** start Data extract **

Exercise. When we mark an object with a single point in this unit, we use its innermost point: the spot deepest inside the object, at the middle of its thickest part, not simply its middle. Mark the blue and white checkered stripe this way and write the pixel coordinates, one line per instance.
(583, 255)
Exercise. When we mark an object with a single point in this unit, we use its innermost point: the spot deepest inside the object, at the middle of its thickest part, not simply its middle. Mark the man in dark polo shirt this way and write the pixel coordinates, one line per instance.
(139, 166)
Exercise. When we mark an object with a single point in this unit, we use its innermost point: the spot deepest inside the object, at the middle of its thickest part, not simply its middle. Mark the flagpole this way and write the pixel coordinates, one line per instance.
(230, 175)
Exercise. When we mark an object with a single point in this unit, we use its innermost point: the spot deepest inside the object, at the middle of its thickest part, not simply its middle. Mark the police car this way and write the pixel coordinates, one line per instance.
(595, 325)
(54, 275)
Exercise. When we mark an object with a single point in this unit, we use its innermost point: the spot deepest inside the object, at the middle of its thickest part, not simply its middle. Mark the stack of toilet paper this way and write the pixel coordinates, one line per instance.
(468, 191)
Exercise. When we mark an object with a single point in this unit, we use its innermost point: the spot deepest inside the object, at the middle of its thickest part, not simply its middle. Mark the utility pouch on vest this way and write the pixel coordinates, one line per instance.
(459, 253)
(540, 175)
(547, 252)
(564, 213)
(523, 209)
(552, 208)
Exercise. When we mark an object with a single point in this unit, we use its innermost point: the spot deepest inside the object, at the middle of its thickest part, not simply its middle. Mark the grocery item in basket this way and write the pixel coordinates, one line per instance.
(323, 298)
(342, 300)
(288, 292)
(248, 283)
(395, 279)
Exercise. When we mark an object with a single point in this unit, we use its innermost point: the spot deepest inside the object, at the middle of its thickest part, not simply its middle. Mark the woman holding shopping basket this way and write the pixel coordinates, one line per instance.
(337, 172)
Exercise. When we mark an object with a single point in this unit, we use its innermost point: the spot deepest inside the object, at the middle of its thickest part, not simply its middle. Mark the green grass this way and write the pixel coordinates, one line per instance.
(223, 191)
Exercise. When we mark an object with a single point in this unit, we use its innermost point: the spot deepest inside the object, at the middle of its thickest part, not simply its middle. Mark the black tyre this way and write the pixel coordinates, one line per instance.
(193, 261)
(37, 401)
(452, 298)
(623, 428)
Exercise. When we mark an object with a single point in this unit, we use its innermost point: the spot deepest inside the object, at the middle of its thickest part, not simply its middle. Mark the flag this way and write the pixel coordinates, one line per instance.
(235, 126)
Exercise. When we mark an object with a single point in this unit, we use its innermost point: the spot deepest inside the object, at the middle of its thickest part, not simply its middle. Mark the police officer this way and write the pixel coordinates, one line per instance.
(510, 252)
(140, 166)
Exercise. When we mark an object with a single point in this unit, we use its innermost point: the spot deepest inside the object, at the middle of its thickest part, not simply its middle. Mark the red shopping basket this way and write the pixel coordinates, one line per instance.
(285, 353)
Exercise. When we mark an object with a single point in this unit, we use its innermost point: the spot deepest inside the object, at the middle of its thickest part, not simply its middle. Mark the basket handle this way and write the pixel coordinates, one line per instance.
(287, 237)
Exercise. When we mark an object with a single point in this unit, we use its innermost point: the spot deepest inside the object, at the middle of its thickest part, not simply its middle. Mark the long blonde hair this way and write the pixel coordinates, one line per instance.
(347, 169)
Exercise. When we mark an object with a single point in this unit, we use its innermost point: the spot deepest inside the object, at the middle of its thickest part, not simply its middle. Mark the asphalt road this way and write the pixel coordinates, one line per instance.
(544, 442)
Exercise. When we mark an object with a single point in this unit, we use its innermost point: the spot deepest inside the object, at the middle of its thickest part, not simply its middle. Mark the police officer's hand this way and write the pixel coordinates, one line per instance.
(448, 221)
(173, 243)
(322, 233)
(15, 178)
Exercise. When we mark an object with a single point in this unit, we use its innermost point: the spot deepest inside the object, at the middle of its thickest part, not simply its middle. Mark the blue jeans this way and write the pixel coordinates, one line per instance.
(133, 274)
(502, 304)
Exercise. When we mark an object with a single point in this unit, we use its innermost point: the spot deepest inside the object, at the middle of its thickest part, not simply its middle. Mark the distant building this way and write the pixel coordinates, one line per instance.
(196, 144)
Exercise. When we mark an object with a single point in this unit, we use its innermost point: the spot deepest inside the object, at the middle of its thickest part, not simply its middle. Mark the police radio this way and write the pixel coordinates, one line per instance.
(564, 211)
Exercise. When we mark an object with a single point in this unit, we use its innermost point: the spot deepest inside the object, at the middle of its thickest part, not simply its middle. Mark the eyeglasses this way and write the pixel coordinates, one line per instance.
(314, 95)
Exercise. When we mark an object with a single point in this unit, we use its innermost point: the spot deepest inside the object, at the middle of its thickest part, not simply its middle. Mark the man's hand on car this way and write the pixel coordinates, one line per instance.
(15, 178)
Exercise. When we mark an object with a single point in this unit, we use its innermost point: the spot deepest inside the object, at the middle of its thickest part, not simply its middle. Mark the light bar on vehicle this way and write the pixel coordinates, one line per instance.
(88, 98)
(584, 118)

** end Data extract **
** start Data extract **

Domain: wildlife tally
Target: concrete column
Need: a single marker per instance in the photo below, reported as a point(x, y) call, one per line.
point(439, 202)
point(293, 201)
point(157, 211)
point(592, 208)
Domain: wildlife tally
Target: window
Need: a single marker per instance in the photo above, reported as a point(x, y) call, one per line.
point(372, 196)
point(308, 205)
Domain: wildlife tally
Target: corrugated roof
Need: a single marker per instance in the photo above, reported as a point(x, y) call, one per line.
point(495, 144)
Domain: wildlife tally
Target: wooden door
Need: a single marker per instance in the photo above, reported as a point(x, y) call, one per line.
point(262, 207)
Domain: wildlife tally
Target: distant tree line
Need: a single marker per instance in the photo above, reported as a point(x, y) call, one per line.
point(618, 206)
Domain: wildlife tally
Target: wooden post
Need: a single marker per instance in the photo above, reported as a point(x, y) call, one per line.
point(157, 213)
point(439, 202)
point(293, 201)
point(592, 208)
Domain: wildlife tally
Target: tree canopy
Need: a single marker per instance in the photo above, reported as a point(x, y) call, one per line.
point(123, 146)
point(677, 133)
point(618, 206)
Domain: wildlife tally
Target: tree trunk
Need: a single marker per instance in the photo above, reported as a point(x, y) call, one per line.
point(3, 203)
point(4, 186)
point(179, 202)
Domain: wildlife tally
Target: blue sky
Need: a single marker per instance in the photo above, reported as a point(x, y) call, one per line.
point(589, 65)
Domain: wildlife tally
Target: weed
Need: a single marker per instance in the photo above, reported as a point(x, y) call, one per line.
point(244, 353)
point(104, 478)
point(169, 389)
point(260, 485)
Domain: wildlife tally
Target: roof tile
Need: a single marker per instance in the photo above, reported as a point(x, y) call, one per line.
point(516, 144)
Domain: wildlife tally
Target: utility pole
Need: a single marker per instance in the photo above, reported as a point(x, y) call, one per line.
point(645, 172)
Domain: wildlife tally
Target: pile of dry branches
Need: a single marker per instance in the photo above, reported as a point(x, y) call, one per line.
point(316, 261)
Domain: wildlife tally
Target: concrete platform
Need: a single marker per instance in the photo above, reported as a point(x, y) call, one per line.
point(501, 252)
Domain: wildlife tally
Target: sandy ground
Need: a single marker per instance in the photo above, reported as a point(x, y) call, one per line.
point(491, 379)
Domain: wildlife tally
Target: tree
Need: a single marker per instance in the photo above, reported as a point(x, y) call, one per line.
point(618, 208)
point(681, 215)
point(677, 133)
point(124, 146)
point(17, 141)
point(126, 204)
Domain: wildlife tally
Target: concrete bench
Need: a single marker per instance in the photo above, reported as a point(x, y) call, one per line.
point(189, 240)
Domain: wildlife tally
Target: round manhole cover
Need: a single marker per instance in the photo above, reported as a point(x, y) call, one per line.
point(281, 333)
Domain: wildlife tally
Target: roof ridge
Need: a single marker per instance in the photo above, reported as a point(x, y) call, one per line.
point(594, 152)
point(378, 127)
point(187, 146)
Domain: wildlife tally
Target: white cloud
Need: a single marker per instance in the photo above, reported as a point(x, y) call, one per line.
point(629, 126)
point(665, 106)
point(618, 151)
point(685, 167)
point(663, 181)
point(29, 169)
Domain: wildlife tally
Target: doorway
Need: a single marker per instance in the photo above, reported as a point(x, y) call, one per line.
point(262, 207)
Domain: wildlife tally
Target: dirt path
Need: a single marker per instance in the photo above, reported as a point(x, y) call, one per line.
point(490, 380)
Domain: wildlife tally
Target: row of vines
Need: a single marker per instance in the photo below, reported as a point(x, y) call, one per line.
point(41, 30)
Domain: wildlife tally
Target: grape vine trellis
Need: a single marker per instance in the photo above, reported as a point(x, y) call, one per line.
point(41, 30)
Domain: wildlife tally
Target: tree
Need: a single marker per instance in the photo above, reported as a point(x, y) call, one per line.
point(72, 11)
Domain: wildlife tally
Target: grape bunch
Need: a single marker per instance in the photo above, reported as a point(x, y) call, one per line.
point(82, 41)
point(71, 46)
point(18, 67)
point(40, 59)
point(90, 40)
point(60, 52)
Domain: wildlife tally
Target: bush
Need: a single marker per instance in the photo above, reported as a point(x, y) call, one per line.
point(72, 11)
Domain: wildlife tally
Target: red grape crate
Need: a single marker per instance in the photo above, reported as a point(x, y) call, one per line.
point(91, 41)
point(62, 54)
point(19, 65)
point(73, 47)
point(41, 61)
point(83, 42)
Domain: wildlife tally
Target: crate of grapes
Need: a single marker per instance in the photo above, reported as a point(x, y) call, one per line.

** end Data extract **

What you will do => State how many lines above contain the string "wooden", counting only matches with the same capitalization. Give the number alone.

The reply => 2